What you will do
Report how many lines of the material below contain the string "tower", treating uppercase and lowercase as different. Give only the number.
** START Data provided **
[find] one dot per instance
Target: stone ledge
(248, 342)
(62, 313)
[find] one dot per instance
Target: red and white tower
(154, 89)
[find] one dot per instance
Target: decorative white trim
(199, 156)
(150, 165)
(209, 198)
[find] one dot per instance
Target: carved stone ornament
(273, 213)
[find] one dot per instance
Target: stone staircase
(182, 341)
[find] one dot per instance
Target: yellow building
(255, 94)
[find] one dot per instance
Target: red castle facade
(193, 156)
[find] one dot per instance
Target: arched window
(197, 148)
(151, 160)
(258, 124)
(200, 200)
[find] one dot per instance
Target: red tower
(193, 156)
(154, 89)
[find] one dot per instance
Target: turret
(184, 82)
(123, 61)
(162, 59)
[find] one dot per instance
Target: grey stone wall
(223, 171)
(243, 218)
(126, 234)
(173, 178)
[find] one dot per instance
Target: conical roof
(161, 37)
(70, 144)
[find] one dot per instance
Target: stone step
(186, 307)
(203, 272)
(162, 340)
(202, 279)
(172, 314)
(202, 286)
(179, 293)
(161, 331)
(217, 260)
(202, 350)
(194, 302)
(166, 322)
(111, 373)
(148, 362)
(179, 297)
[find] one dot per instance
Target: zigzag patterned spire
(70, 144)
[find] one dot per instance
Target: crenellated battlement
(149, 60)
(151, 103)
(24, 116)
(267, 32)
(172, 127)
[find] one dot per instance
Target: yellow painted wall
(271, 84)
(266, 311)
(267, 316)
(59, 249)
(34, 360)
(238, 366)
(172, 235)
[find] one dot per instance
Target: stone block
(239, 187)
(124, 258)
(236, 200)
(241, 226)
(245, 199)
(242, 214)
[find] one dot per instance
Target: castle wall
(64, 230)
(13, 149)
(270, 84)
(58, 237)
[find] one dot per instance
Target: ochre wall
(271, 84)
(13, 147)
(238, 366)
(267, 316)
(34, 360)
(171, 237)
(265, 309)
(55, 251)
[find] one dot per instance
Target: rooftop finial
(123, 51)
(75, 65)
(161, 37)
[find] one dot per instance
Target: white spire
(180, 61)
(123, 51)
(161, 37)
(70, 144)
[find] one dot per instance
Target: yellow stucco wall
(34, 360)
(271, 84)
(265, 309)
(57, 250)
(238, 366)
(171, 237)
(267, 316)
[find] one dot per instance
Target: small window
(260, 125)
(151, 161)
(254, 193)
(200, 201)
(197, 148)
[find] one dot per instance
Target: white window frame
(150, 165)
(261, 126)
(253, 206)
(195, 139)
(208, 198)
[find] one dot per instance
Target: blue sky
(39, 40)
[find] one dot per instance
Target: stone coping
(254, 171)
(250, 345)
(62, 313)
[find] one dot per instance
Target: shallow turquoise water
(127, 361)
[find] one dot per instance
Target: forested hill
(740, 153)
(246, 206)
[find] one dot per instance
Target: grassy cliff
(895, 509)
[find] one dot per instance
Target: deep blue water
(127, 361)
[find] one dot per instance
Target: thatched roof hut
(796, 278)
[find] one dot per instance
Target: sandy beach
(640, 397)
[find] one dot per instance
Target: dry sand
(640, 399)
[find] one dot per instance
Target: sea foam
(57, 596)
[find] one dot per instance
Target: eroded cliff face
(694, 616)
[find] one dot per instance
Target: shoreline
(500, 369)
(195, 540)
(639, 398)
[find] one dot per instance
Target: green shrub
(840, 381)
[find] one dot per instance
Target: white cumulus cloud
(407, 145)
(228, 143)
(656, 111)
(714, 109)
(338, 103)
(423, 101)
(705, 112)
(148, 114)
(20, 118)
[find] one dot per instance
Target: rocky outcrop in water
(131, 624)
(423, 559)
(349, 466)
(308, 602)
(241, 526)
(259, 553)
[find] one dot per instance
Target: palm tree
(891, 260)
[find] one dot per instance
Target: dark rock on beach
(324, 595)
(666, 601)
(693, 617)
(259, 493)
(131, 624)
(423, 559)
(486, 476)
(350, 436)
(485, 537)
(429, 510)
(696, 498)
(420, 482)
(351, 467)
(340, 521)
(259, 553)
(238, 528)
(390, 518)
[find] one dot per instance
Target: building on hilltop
** END Data provided **
** START Data provided **
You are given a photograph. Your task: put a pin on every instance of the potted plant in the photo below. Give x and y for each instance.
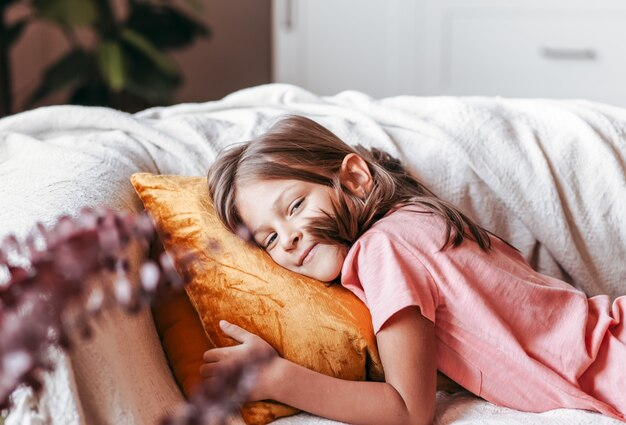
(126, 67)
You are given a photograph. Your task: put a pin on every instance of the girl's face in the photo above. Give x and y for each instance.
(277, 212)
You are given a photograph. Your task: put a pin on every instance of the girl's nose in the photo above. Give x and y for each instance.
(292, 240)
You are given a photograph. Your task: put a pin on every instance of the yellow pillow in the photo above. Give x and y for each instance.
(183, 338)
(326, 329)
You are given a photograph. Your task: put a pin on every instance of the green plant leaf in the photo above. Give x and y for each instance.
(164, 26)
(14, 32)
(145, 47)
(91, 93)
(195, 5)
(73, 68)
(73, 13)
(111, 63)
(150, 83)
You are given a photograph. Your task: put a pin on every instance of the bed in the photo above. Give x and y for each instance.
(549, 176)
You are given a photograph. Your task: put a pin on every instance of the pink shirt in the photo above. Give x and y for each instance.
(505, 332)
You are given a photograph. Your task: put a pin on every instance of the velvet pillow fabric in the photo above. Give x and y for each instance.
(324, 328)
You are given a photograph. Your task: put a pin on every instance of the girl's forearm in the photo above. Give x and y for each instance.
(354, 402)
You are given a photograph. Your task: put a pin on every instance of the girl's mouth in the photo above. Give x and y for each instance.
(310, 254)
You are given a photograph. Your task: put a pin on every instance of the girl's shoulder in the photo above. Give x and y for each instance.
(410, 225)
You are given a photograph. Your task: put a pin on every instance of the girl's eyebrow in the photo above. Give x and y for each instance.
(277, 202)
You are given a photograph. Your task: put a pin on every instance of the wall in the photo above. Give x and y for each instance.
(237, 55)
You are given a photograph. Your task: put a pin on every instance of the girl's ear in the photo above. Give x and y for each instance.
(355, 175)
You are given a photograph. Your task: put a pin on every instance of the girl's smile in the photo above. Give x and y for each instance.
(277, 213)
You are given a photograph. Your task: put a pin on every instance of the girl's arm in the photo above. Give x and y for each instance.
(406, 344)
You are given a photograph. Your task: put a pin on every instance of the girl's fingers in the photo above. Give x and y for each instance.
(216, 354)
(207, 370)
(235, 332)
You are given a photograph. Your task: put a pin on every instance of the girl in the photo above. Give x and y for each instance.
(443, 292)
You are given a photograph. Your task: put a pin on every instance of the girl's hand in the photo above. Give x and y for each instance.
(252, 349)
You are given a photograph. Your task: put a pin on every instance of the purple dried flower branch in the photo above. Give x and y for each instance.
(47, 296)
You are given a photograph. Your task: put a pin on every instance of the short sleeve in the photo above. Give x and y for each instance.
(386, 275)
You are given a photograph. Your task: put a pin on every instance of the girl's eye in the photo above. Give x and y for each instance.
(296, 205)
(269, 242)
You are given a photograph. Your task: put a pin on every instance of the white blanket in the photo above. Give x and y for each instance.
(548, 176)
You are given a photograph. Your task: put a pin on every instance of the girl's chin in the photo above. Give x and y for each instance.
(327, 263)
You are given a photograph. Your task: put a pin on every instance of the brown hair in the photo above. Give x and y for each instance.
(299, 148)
** END Data provided **
Task result
2